Please copy all of the material below word for word, keeping every line unchanged and in its original order.

ROWS:
* Start *

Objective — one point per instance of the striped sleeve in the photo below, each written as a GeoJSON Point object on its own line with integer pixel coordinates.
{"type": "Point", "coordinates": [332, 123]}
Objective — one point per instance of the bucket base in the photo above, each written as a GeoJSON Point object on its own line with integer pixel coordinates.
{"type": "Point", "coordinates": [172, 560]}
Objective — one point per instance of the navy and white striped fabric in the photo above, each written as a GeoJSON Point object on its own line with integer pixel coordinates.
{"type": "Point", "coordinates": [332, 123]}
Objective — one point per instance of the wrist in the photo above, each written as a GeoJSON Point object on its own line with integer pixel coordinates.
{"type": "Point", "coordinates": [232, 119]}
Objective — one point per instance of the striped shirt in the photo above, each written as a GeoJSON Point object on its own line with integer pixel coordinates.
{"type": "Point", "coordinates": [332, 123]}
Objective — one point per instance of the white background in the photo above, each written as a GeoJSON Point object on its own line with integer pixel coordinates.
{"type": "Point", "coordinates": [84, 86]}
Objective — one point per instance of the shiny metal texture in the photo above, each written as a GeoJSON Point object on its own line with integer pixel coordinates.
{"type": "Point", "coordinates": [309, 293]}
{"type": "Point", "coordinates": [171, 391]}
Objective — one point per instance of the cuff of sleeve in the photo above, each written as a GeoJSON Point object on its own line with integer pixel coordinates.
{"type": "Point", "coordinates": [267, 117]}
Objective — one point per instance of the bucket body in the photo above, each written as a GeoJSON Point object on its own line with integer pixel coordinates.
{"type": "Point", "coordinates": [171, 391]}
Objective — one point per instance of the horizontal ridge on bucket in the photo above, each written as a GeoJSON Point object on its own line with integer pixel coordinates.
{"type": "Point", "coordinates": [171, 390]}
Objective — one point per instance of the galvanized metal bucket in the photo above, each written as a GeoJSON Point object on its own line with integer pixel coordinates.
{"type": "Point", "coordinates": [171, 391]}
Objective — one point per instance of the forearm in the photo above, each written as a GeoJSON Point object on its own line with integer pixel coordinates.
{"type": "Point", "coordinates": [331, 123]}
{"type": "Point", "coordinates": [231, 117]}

* End *

RESULT FOR THIS EXERCISE:
Objective — one point per instance of the striped sleeve in the photo below, each written as a GeoJSON Point object on its own line with integer pixel coordinates.
{"type": "Point", "coordinates": [332, 123]}
Objective — one point per instance of the bucket base in the photo above, each written as a GeoJSON Point object on its own line with integer pixel coordinates.
{"type": "Point", "coordinates": [172, 560]}
Objective — one point per instance of the navy and white striped fabric in the photo above, each written as a GeoJSON Point object on its own line with integer pixel coordinates.
{"type": "Point", "coordinates": [332, 123]}
Objective — one point per instance of the wrist in the photo above, each written as a GeoJSON Point object on its own line with integer pixel coordinates.
{"type": "Point", "coordinates": [232, 119]}
Objective — one point per instance of the striped shirt in the photo above, each written as a GeoJSON Point object on its own line with integer pixel coordinates.
{"type": "Point", "coordinates": [332, 123]}
Objective — one point per instance of the white background in the photo above, each written as a GeoJSON Point object on its own line with integer pixel coordinates.
{"type": "Point", "coordinates": [84, 86]}
Objective — one point per instance of the shiny metal texture in the photo above, each written as a GeoJSON Point object on its own line with integer pixel coordinates.
{"type": "Point", "coordinates": [309, 293]}
{"type": "Point", "coordinates": [171, 391]}
Objective — one point per instance of the cuff of sleeve in the photo above, each written as a GeoJSON Point object on its own line with integer pixel coordinates.
{"type": "Point", "coordinates": [267, 117]}
Objective — one point per instance of the bucket body in the photo above, each written as a GeoJSON Point object on its own line with integer pixel coordinates.
{"type": "Point", "coordinates": [171, 391]}
Objective — one point per instance of the horizontal ridge on bucket in the photo above, each written as a GeoJSON Point object on its own line with integer pixel coordinates.
{"type": "Point", "coordinates": [171, 390]}
Objective — one point per instance of the galvanized metal bucket in the photo above, each written as a GeoJSON Point object on its own line with integer pixel coordinates.
{"type": "Point", "coordinates": [171, 391]}
Objective — one point per instance of the forearm in the photo above, each written as a GeoJSON Point object on its own line with integer pixel coordinates.
{"type": "Point", "coordinates": [331, 123]}
{"type": "Point", "coordinates": [231, 117]}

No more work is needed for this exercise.